Input records »
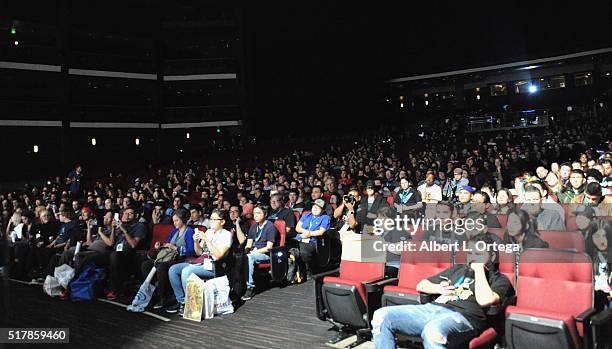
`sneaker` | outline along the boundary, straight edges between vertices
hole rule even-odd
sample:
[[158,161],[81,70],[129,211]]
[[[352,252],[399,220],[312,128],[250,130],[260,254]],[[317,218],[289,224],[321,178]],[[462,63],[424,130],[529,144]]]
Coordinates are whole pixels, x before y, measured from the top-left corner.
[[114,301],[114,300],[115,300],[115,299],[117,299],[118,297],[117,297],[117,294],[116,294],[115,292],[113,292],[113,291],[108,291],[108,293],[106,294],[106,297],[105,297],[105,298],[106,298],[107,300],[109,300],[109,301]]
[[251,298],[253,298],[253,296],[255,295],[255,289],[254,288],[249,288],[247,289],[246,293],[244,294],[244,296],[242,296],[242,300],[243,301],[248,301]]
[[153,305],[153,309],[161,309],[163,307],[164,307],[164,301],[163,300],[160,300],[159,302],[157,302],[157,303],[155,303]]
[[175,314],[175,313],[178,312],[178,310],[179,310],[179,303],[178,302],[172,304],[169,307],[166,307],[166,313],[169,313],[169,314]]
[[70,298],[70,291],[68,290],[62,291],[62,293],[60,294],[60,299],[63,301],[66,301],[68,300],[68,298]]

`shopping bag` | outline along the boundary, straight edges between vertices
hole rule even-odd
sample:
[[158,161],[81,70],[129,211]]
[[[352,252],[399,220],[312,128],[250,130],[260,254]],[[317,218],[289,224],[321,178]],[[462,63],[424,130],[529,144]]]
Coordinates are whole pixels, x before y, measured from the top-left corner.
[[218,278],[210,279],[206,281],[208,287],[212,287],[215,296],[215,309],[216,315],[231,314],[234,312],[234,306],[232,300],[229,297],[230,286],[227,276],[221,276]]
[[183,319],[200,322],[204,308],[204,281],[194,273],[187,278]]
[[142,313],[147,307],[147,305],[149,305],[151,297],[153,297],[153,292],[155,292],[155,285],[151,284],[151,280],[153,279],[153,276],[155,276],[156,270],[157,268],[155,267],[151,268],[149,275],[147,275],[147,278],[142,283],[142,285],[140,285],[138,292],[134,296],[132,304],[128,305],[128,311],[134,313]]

---

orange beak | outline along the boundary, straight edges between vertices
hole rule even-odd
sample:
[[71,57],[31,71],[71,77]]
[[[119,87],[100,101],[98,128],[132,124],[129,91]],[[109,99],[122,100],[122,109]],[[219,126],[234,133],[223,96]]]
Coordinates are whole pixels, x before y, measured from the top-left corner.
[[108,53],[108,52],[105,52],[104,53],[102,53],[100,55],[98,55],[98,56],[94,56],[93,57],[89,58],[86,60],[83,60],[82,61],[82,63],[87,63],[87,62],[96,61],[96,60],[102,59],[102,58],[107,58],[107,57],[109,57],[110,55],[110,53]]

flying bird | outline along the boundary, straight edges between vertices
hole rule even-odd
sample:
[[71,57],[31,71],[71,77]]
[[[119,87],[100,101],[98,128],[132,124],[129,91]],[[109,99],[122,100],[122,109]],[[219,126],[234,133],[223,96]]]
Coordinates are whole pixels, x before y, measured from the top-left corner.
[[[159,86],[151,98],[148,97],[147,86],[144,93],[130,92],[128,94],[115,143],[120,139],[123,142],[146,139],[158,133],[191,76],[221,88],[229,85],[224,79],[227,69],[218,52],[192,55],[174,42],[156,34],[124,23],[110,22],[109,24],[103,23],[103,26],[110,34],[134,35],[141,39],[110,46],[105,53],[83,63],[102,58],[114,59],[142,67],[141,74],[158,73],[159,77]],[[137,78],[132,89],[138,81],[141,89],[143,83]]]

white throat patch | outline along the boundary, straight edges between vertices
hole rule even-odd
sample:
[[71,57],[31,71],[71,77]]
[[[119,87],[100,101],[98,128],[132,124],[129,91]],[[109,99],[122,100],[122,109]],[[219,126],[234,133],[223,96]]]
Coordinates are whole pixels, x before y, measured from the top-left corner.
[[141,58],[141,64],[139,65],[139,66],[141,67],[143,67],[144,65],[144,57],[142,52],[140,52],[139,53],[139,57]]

Stated goal »
List every line in the entries above that contains the string "straight", and match its case exactly.

Solved problem »
`sneaker` | outline along the boundary, straight edges between vertices
`shopping bag` | outline along the boundary, straight edges between vertices
orange beak | outline along the boundary, straight edges between vertices
flying bird | outline along the boundary, straight edges between vertices
white throat patch | outline along the boundary, straight edges between vertices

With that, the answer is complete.